» 本文抜粋:
::::
合同トライアウトは「DetonatioN FocusMe」「SCARZ」「TEQWING e-Sports」の3チームが実技確認や面接を行い、チームの一員(練習生)として迎えるかどうかの判断をするものです。今年で2回目となります。
今回、2月に実施されたトライアウト二次審査の面接を取材する機会をいただき、実際にその中から2名の合格者が選ばれました。「eスポーツチームが求めるのはどんな人材なのか」をスクール側、チーム側の双方に取材してみました。
プロになるための直接的なチャンス「トライアウト」とは
KONAMI eスポーツ学院に通っている全生徒がトライアウトに参加しなくてはいけないという義務はなく、辞退することも可能です。
実際、トライアウトに参加したのは生徒全員ではなく、何人かは最初から希望していませんでした。希望を出していた一人の選手は独自でプロチームとの契約を勝ち取り、トライアウトを辞退していました。
KONAMI eスポーツ学院に限らず、eスポーツ科のある高校やeスポーツ専門学校などで学んだとしても、必ずプロチームに入れるわけではなくプロチームとのつながりができるわけでもありません。
そういった点では、トライアウトという形でプロチームとの接点ができ、場合によってはチーム入りできるので、生徒にとってみれば最終目的につながりやすいシステムだと言えます。
実際のトライアウト二次審査は、学生一人に対して各チームのスカウト担当者が質問する面接形式で行われました。
::::
» 課題用資料:
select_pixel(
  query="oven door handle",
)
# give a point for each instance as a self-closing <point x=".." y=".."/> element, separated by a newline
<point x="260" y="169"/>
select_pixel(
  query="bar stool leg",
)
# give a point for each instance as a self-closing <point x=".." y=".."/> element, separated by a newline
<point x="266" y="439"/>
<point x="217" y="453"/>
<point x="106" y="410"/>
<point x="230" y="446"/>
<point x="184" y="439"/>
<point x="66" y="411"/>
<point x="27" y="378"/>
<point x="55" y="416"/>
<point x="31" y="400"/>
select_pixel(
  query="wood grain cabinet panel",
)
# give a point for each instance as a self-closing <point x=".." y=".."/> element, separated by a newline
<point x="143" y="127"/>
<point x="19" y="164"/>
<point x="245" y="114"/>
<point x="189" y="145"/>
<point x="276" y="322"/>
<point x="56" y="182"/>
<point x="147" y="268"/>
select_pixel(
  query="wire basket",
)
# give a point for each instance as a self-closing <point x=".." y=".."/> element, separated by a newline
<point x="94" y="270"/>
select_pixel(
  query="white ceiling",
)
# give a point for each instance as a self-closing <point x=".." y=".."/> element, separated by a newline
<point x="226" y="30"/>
::::
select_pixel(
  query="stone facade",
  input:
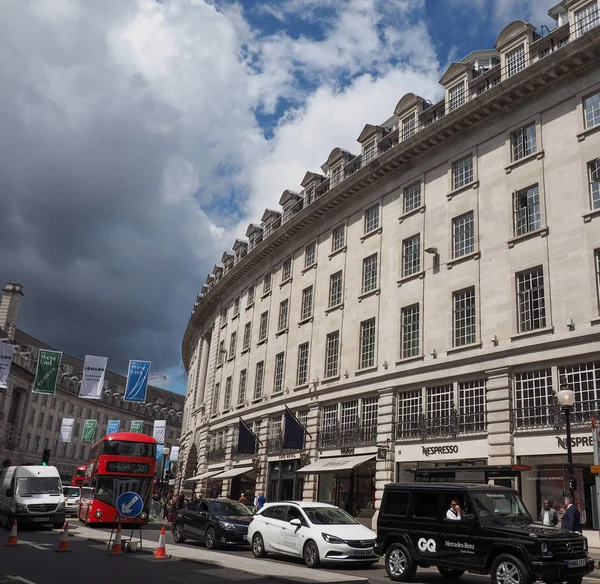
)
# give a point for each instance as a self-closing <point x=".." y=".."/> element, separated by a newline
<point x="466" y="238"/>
::::
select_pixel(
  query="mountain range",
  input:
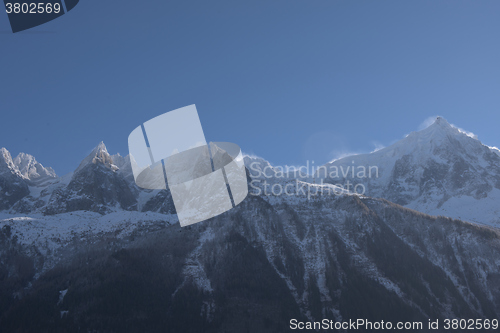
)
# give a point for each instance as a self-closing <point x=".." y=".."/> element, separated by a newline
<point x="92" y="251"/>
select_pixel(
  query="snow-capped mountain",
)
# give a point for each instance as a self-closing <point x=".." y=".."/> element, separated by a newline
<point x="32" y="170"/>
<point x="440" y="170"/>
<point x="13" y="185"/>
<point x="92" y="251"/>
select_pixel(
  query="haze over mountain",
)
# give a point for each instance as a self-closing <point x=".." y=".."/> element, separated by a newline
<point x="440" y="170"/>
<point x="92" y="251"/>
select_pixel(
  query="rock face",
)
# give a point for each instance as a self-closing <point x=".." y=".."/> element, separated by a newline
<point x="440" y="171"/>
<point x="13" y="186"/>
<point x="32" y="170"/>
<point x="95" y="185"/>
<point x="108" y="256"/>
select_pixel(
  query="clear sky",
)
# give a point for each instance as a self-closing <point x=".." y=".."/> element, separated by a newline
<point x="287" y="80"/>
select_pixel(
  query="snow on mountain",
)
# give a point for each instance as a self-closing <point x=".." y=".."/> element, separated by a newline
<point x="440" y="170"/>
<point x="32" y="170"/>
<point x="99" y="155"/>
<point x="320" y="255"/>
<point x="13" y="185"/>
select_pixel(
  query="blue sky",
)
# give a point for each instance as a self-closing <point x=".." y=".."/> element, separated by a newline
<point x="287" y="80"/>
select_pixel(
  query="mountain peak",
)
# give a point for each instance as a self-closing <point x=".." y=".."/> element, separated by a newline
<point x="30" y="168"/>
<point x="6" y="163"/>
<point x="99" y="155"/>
::::
» 課題 1:
一覧から文字列「snow」を含む行をすべて探し出し、各行を書き写してください。大文字と小文字は区別されます。
» 課題 2:
eスポーツのトライアウト取材記事を、最後の文の次から書き継いでください。

» 記述回答 1:
  query="snow-capped mountain",
  query="snow on mountain",

» 記述回答 2:
プロチームにとっての「KONAMI eスポーツ学院」トライアウトのメリット
プロチームとしても、大会や配信などを見て有望な選手をスカウトするだけでは、選手の人となりや人間性などまで推し量ることは難しく、トライアウトによる情報量の多さと直接本人の意見を聞くことで深掘りができる良い機会となっています。
ちなみに、トライアウトに参加している3チームは、KONAMI eスポーツ学院に講師やスタッフとして関わっており、トライアウト時の面接だけでなく、通年の活動や行動を見続けています。
DetonatioN FocusMe統括本部長の木皿儀剛氏は、「今のeスポーツを目指す人と直接コミュニケーションをとることで、どういう需要があるかをダイレクトに感じ取ることができます。また、スカウトと比べると情報量の多さが違うので、トライアウトでしかできないことだと思っています」と、その価値を語っています。
実際、SCARZ総監督の遠藤直弥氏も、「トライアウトで重視するポイントは、ゲームの腕前よりも人柄や人物像のパーソナリティが多くを占めている」と言います。「パーソナリティが判断の7割を占めますね。課題にどうやって取り組んでいるのか、ゲームの能力に伸びしろがあるのか、人生経験も重要です。チーム競技なので、チーム競技の部活をやってきた経験は重視しています」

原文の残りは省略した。